• _DATA FOR THIS TASK_
━━━━━━━━━━━━━━━━━━━━━━━━━━━━━━
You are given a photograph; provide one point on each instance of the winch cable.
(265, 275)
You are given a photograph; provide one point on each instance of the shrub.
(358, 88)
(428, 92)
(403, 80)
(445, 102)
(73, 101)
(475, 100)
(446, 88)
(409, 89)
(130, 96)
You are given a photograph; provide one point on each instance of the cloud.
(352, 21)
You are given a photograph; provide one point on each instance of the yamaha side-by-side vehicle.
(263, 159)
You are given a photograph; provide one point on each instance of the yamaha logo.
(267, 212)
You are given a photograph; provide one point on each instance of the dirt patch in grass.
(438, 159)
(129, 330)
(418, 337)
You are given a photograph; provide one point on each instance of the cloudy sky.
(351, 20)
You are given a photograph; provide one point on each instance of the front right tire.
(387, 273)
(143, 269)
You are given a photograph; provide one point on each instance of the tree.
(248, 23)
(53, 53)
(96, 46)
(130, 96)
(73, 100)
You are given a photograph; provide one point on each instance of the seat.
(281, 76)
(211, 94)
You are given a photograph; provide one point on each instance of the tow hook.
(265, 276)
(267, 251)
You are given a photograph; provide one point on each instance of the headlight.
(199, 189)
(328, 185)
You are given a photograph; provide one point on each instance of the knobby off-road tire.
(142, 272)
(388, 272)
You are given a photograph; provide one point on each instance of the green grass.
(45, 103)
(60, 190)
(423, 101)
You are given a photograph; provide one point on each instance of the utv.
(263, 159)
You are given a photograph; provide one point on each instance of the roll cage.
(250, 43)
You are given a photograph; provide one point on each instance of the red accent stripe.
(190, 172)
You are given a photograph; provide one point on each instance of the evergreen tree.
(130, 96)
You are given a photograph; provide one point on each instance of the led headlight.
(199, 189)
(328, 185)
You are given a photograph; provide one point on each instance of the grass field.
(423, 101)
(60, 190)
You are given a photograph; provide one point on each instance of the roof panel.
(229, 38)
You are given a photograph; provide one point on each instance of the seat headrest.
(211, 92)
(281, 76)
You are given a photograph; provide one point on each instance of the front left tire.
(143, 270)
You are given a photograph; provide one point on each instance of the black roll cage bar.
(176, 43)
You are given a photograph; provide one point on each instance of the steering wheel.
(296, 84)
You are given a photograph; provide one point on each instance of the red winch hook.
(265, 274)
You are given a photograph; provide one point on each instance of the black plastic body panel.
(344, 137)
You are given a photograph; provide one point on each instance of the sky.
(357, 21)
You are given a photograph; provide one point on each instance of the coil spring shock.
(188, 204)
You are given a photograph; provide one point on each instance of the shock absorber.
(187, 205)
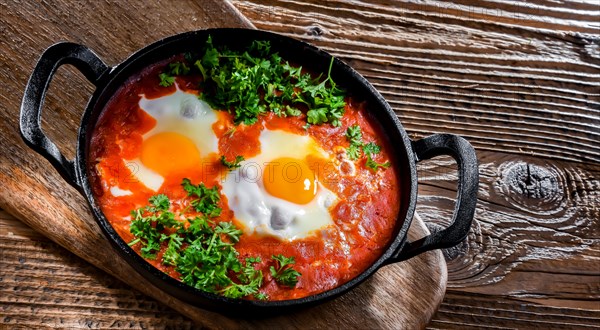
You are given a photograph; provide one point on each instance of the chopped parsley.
(284, 274)
(251, 82)
(354, 136)
(201, 251)
(206, 199)
(234, 164)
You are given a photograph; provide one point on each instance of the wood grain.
(511, 78)
(397, 296)
(44, 284)
(522, 82)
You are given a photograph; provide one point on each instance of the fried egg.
(182, 136)
(276, 192)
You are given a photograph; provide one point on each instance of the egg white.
(182, 113)
(265, 214)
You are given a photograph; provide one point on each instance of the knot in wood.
(315, 30)
(532, 181)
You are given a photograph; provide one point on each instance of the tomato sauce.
(364, 216)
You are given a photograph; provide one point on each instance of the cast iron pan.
(108, 79)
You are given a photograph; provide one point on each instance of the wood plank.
(522, 82)
(510, 78)
(536, 225)
(37, 195)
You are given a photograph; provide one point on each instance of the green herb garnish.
(250, 82)
(285, 274)
(234, 164)
(354, 136)
(203, 253)
(206, 198)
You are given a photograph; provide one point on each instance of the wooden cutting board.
(398, 296)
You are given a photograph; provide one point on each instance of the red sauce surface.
(364, 217)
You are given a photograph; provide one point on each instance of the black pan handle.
(468, 181)
(31, 107)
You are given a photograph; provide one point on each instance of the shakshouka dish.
(244, 175)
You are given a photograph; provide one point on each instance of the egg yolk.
(290, 179)
(169, 153)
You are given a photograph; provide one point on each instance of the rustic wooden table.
(519, 80)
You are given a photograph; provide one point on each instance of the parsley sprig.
(206, 199)
(284, 273)
(354, 136)
(201, 251)
(233, 164)
(250, 82)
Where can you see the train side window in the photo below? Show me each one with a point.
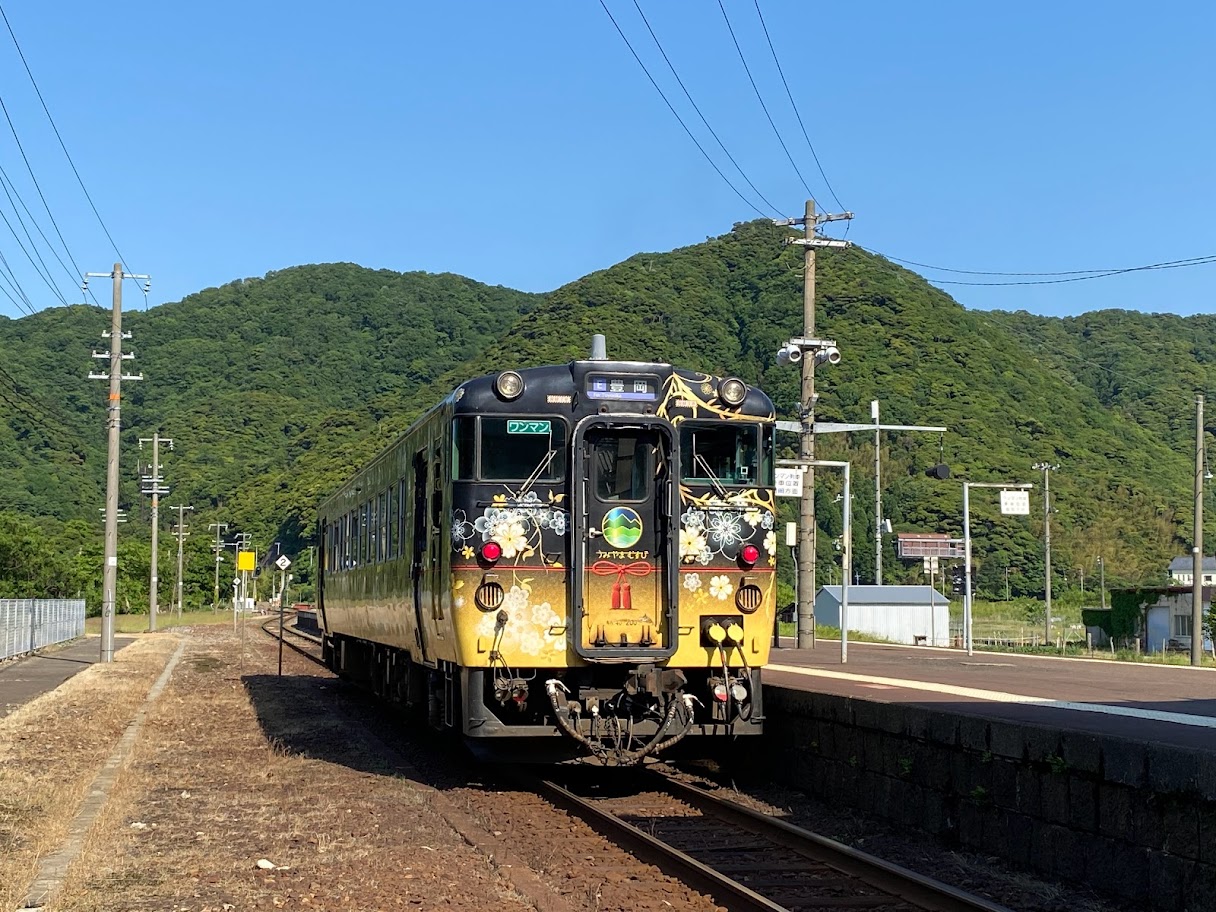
(365, 529)
(381, 527)
(766, 457)
(514, 450)
(623, 466)
(463, 449)
(725, 452)
(403, 517)
(390, 533)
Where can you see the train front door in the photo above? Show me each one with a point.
(624, 567)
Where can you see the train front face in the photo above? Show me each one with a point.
(614, 551)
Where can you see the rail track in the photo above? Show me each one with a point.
(747, 860)
(743, 859)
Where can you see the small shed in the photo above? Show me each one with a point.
(900, 614)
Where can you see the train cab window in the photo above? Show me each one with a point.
(623, 465)
(518, 449)
(463, 449)
(722, 454)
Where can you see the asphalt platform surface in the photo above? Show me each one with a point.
(1167, 704)
(22, 680)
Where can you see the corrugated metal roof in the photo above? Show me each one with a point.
(1184, 564)
(888, 595)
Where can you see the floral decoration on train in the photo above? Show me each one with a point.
(715, 527)
(516, 522)
(699, 395)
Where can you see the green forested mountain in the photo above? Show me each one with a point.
(275, 388)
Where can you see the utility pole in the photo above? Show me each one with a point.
(1197, 589)
(181, 535)
(1047, 468)
(113, 421)
(811, 240)
(152, 484)
(220, 528)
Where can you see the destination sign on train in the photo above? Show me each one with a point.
(637, 388)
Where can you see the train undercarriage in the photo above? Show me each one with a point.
(603, 714)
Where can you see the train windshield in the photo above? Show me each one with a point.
(510, 449)
(725, 454)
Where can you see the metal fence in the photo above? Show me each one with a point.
(28, 624)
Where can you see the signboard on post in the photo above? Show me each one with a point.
(789, 482)
(1015, 502)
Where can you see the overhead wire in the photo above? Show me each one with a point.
(794, 105)
(697, 108)
(760, 99)
(29, 169)
(10, 190)
(58, 136)
(676, 114)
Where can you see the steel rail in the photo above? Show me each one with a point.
(668, 859)
(917, 889)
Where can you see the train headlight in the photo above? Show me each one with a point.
(508, 386)
(732, 390)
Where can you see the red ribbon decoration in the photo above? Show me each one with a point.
(621, 598)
━━━━━━━━━━━━━━━━━━━━━━━━━━━━━━
• _YOUR TASK_
Transcribe every record above in full. Pictures stay out of the copy.

• _EXERCISE ANSWER_
You are given a photograph; provide one point on each instance of the winch cable.
(265, 275)
You are given a photograph; provide one point on each instance of the shrub.
(358, 88)
(428, 92)
(403, 80)
(445, 102)
(73, 101)
(475, 100)
(446, 88)
(409, 89)
(130, 96)
You are given a photograph; provide one point on each instance of the cloud.
(352, 21)
You are given a photograph; provide one point on each instance of the yamaha side-by-side vehicle.
(263, 159)
You are given a photograph; provide one point on each instance of the yamaha logo.
(267, 212)
You are given a photograph; provide one point on each instance of the dirt patch in grass.
(438, 159)
(129, 330)
(418, 337)
You are given a photograph; provide one point on each instance of the cloudy sky.
(351, 20)
You are given a photograph; provide one point on each instance of the front right tire.
(387, 273)
(143, 269)
You are given a photograph; provide one point on each instance of the tree.
(248, 23)
(53, 53)
(96, 46)
(130, 96)
(73, 100)
You are given a photograph; provide one point on each instance of the seat.
(281, 76)
(211, 94)
You are given a photograph; provide one point on each instance of the tow hook.
(265, 276)
(267, 251)
You are given a photograph; provide one point on each instance of the headlight.
(199, 189)
(328, 185)
You are given a photograph; provide one point on each instance of the knobby off-road tire.
(142, 272)
(388, 272)
You are given a photograph; provide one point on each instance of the green grass.
(45, 103)
(60, 190)
(423, 101)
You are given a photograph; provide one point on each instance of the utv.
(263, 159)
You are given a photograph; provide one point on each instance of the roll cage.
(250, 43)
You are given a photograph; provide one point on each instance of the red accent stripe.
(190, 172)
You are given a photograph; provide one point on each instance of the evergreen tree.
(130, 96)
You are given a photograph; provide one point on each instance of the led headlight.
(199, 189)
(328, 185)
You are given a photograph; provide one point on each instance of the grass field.
(423, 101)
(60, 190)
You are given a photograph; provide one point on each instance of the roof panel.
(229, 38)
You are given a photograph; provide one point on each instance of the seat headrest.
(211, 92)
(281, 76)
You are given a photograph; provide one point on each instance of the front left tire.
(143, 270)
You are given a photograph; provide one point on each instance of the black roll cage bar.
(176, 43)
You are given a photograph; provide one point on each instance of the steering wheel.
(296, 84)
You are given a photograph; provide one point on each instance of the red winch hook.
(265, 274)
You are given a photograph; provide one point on each instance of the black plastic body panel.
(344, 137)
You are given a photograph; provide one point on each instance of the sky.
(357, 21)
You are given a photograph; provide one point on each instance of the coil spring shock.
(188, 204)
You are given a photograph; provide one point on each instance of the shock absorber.
(187, 205)
You are given a photograph; provide one point on each instance of the chopped parsley.
(284, 274)
(251, 82)
(354, 136)
(201, 251)
(206, 199)
(234, 164)
You are given a photograph; provide one point on each instance of the wood grain.
(511, 78)
(397, 296)
(44, 284)
(522, 82)
You are given a photograph; provide one point on each instance of the fried egg.
(182, 136)
(276, 192)
You are given a photograph; provide one point on each instance of the egg white.
(182, 113)
(265, 214)
You are given a photograph; provide one point on each instance of the knot in wood.
(315, 30)
(532, 181)
You are given a photograph; provide one point on each instance of the tomato sauce.
(364, 216)
You are given a photograph; provide one point on each instance of the cast iron pan.
(108, 79)
You are given a photograph; provide one point on each instance of the wood plank.
(522, 82)
(510, 78)
(536, 225)
(37, 195)
You are given a photograph; provide one point on each instance of the green herb garnish.
(250, 82)
(285, 274)
(234, 164)
(354, 136)
(203, 253)
(206, 198)
You are given a photograph; provide one point on each instance of the wooden cutting board.
(398, 296)
You are given a photograph; provide one point on each instance of the red sauce surface.
(364, 217)
You are given a photograph; provide one point on each instance of the black pan handle.
(468, 181)
(31, 107)
You are given a photograph; provide one point on each instance of the shakshouka dish.
(244, 175)
You are given a photograph; provide one point on each instance of the egg yolk.
(290, 179)
(169, 153)
You are given a photograph; provide one point on each instance of the rustic wooden table.
(519, 80)
You are given a photograph; provide one point on each instance of the parsley sprig.
(206, 199)
(284, 273)
(354, 136)
(201, 251)
(233, 164)
(250, 82)
Where can you see the train side window in the photo below? Show me each one with a point.
(365, 529)
(381, 527)
(766, 457)
(514, 450)
(623, 466)
(463, 449)
(725, 452)
(403, 517)
(390, 533)
Where can you see the train front door in the photo above? Show me each one with a point.
(624, 567)
Where can you see the train front face in the photo above? Show me each one with a point.
(614, 551)
Where can you see the rail track in the photo above? Show me each one with a point.
(747, 860)
(743, 859)
Where can you see the small shed in the photo above? Show me each one with a point.
(900, 614)
Where can you see the train cab window in the photo above? Show me each one with a point.
(623, 465)
(518, 449)
(463, 449)
(722, 454)
Where can you see the asphalt platform surface in the photo above? Show me each one with a point.
(1167, 704)
(22, 680)
Where can you see the corrugated metal roof in the photo above? Show me each one with a point.
(1184, 564)
(888, 595)
Where can you see the floral decoration on train in the photo above? Show me each one with a point.
(715, 527)
(516, 522)
(699, 395)
Where can you see the green forested mountain in the photo above? Show me each one with a point.
(275, 388)
Where can you see the utility pole in the photo above? Show me each one with a point.
(1197, 589)
(181, 535)
(1047, 468)
(113, 421)
(811, 240)
(152, 484)
(220, 528)
Where can you see the destination sign on train in the photo above? Show me each one with a point.
(637, 388)
Where can you see the train undercarriage in the photo above? Show me each one with a point.
(603, 714)
Where can you see the train windshield in the photo above? Show me each one with a point.
(510, 449)
(725, 454)
Where can you see the metal fence in the photo above? Show me each one with a point.
(28, 624)
Where can you see the signboard on post in the photo above? Show me each one with a point.
(789, 482)
(1015, 502)
Where can you see the overhead wire in the photo above? Show me each one with a point.
(794, 105)
(697, 108)
(760, 99)
(29, 169)
(10, 190)
(58, 136)
(676, 114)
Where can you see the steel rail in the photo above? Show me each one with a point.
(668, 859)
(917, 889)
Where can you see the train headlight in the photo above? Show me each one with a point.
(508, 386)
(732, 390)
Where can you see the red ribbon decoration in the photo above? Show me each one with a point.
(621, 598)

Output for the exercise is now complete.